[TEXT UNDER STUDY Boundary: Start]

Sunday, 3 April 2011

Against Soumaya Ghannoushi

Stunning example of illiteracy in the Taipei Times' imported piece of commie propaganda from the Guardian today:
"In Egypt, public borrowing rose to 89 percent of the country’s GDP (US$183.7 billion in June last year), much of which was spent on food exports as the economy was forced to shift from agriculture and manufacturing to tourism and services."
That's Soumaya Ghannoushi from the notoriously anti-capitalist "School of Oriental and African Studies" in London. Look: if the Egyptian economy was "forced to shift" from agriculture to tourism, then how could the Egyptian government have spent 89% of GDP on agricultural exports?

Bonus shots:

(1) What was imposed on the populations of those countries was made possible by the dictatorships lording it over them, not the people at the World Bank - and I say that as someone with no sympathy for that institution.

(2) What's been happening in North Africa and the Middle East isn't an "Arab" revolt, and to identify it by a racial designation just goes to show the despicable superficiality so typical of the diseased wing of the Left.

[TEXT UNDER STUDY Boundary: End]
[RECORDED DATA Boundary: Start]

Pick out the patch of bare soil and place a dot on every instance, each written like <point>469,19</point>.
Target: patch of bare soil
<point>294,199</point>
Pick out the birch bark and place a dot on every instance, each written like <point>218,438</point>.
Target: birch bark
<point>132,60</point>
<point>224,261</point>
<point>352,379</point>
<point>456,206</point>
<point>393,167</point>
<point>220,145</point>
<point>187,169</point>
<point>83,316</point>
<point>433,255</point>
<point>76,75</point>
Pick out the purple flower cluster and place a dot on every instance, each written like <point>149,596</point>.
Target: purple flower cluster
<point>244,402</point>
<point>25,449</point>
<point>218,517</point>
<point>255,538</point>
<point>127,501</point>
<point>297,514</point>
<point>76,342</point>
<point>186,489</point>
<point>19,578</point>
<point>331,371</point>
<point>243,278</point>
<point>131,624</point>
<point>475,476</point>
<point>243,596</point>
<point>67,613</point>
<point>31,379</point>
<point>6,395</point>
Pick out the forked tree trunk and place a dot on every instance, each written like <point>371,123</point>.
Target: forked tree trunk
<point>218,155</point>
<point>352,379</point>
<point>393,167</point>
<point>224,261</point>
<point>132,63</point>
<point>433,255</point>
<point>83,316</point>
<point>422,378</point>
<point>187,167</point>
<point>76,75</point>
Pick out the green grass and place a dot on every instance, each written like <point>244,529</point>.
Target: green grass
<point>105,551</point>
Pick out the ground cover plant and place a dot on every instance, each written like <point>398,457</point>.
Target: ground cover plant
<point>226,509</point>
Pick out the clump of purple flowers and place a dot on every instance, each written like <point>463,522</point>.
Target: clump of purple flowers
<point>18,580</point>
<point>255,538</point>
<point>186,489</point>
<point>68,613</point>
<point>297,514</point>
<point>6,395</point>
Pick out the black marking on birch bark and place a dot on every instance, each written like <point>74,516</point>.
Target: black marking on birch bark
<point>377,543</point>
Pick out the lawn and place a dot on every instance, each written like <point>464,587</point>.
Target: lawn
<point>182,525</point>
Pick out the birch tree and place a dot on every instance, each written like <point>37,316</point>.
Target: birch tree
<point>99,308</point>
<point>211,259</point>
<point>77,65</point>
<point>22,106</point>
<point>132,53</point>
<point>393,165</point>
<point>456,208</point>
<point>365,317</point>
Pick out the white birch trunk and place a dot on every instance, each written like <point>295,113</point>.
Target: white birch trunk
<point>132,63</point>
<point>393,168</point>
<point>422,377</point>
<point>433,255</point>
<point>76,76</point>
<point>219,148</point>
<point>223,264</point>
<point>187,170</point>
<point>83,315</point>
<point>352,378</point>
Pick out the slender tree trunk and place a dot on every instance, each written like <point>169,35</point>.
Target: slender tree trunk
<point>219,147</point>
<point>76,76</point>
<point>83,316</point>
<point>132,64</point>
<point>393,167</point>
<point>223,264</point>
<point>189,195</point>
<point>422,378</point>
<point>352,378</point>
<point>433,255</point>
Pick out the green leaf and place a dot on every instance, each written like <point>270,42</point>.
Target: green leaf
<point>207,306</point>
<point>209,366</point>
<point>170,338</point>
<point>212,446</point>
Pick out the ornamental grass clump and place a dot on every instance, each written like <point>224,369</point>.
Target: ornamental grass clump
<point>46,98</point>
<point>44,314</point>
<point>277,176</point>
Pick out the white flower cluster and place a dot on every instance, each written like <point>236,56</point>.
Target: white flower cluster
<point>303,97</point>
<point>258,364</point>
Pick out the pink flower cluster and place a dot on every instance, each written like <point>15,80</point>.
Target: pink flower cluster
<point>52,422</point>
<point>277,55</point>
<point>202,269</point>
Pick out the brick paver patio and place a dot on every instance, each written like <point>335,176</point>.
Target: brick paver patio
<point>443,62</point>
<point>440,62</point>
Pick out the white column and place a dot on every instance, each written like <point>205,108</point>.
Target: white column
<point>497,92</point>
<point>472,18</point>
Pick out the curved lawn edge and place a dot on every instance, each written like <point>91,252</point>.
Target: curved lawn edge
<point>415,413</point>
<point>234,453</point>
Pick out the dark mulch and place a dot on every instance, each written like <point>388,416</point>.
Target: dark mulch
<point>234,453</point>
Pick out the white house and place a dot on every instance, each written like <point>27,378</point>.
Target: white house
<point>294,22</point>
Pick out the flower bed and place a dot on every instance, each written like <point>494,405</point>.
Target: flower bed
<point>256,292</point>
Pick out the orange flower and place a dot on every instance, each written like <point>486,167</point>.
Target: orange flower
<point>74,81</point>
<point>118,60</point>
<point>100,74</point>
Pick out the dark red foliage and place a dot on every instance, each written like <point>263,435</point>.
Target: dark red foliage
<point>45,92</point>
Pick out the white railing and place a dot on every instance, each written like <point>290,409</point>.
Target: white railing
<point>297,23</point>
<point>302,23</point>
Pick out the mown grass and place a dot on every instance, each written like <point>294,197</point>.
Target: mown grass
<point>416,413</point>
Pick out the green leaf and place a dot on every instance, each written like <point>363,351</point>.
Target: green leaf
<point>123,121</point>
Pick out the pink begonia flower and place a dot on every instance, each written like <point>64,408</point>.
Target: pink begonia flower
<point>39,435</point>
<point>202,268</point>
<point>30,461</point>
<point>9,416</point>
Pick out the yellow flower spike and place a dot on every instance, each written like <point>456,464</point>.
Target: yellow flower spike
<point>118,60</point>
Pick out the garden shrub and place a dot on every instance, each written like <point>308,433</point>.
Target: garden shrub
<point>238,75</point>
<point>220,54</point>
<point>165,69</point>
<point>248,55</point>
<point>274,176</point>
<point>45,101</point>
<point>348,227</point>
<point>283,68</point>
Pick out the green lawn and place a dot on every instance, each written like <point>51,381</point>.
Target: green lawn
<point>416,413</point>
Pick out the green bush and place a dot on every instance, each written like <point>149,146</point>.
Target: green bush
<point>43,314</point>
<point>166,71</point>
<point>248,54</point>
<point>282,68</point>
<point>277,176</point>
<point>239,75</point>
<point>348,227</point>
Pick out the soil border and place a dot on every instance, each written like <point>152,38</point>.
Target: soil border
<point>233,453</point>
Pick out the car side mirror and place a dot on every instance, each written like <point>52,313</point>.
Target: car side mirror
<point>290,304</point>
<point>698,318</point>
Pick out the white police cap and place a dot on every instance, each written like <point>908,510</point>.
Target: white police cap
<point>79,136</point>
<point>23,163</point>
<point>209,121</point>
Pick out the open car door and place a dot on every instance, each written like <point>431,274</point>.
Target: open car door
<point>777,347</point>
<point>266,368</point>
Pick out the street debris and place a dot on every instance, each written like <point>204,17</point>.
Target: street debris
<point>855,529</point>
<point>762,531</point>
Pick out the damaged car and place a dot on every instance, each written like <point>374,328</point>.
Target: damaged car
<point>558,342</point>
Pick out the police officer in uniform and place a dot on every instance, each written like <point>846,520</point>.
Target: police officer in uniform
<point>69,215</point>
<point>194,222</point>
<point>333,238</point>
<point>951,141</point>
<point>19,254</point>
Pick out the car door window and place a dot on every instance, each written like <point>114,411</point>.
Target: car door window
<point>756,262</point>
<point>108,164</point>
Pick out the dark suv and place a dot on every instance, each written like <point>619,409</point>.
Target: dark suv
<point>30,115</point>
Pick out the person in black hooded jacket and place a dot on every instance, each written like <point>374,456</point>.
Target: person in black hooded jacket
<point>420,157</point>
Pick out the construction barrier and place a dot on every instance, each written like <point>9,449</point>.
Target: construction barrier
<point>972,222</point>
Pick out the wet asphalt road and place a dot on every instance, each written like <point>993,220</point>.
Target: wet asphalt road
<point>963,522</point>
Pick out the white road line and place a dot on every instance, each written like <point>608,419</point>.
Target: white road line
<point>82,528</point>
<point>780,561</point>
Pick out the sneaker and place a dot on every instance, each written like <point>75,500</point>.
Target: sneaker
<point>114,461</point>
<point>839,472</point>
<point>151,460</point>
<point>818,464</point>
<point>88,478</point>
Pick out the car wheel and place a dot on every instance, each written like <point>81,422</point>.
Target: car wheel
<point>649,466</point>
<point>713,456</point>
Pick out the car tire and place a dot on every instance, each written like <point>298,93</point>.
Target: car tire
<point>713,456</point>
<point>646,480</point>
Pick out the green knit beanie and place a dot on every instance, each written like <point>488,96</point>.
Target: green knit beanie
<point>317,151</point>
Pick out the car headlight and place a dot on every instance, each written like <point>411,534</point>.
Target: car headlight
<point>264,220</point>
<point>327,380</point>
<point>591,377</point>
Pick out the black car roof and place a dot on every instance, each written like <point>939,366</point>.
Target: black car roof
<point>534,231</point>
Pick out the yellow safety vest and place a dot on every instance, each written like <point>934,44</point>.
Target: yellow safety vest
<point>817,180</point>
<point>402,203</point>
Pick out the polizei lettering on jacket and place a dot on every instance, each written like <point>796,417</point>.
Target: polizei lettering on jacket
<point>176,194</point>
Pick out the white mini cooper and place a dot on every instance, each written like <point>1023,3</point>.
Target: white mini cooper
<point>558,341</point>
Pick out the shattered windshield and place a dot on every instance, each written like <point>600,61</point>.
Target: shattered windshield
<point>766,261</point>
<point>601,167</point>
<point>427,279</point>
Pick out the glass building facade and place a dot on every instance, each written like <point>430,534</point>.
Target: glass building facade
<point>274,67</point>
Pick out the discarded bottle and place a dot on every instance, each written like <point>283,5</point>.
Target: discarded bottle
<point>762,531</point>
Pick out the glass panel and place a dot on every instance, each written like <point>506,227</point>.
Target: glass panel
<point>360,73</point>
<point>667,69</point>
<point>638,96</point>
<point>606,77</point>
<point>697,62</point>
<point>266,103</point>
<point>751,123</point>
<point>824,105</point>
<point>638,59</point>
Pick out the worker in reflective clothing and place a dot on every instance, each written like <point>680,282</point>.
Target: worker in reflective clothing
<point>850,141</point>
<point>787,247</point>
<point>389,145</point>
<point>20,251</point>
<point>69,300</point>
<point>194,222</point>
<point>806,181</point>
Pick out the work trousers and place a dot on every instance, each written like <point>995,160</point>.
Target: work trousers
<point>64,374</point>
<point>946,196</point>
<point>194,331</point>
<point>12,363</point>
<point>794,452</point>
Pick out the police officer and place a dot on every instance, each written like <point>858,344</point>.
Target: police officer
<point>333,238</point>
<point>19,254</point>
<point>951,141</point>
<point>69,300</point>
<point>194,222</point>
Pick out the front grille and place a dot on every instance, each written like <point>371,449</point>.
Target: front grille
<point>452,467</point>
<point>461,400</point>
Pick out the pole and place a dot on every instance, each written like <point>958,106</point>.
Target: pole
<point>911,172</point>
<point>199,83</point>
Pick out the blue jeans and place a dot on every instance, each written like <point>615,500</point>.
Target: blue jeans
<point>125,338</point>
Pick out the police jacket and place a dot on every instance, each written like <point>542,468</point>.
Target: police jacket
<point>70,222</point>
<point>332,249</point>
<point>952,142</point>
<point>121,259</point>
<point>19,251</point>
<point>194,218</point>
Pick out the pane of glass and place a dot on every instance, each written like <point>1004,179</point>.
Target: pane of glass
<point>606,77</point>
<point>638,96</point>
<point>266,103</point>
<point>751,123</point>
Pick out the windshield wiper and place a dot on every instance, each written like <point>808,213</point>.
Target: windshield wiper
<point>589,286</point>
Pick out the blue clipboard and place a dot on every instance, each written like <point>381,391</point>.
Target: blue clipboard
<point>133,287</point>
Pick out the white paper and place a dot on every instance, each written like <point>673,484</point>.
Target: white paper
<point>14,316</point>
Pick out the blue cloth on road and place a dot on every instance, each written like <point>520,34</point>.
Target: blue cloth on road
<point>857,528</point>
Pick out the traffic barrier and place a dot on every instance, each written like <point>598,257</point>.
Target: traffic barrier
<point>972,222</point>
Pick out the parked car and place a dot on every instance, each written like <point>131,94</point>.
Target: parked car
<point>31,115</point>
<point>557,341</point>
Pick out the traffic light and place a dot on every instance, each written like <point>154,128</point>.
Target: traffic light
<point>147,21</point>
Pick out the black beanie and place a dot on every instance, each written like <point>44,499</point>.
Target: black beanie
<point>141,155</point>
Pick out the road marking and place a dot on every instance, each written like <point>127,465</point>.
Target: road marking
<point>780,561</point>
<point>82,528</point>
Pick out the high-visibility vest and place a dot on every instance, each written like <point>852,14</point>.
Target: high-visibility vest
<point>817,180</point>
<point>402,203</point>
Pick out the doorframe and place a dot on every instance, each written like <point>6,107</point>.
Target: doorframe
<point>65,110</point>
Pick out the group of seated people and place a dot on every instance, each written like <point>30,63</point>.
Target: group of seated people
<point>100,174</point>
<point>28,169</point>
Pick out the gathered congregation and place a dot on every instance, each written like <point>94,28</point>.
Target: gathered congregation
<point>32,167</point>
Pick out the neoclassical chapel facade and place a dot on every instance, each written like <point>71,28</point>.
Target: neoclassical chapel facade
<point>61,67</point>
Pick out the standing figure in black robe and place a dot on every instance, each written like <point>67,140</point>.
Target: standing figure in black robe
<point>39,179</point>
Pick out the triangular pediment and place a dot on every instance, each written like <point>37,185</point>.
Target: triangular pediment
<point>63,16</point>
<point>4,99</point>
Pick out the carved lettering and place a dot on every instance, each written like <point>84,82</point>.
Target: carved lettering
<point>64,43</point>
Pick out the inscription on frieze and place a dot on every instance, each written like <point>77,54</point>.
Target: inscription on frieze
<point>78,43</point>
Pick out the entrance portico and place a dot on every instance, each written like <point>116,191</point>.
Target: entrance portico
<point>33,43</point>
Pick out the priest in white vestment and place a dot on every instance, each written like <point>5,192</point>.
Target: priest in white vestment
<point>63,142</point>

[RECORDED DATA Boundary: End]

Please carry on the blog post "Against Soumaya Ghannoushi" from the point where it stops. The lines play no part in this and can be ignored.

■ RESULT BELOW:
Meanwhile here's Hitchens on the ridiculously UN-limited Western intervention in Libya:
"The immediate task now is to assimilate those lessons, shorten the time in which the knowledge gained can be applied, call the evil by its right name, and face Qaddafi with a stark choice between his own death and his appearance in the dock. It is morally unthinkable that he should emerge from this episode with even a rag of authority to call his own, and it is morally feeble not to say so out loud."
Agreed. I have a post in the works on how a libertarian intervention could have been done, but it'll have to wait for another day...


  1. One thing you'll never hear these guys say is property rights. I love it, the sheer idiocy and statist thinking. In Egypt in cities 85%+ of land is untitled and it is 95%+ in the countryside. Aswan Dam traded the yearly floods that fertilized the land for less chance of monster floods and electricity.

    Just normal stuff, the Latin Americans went through it during the 70's and 80's. There'll be a lot of blood, ruined lives and blame for everyone else except themselves. America will be considered the root cause and eventually it will hit an equilibrium.

    The part I love is how little play is being put on the Libyan situation. It's just shocking how it's just nonchalantly being thrown under the rug. The terrorist who was released because of a terminal cancer who just happened to have a full recovery, Qaddafi's assistance in stemming the tide of African immigrants, German malfeasance, Who the rebels are and what they support and do. Just weird to see lefties who screamed bloody murder about Iraq go all silent on Libya.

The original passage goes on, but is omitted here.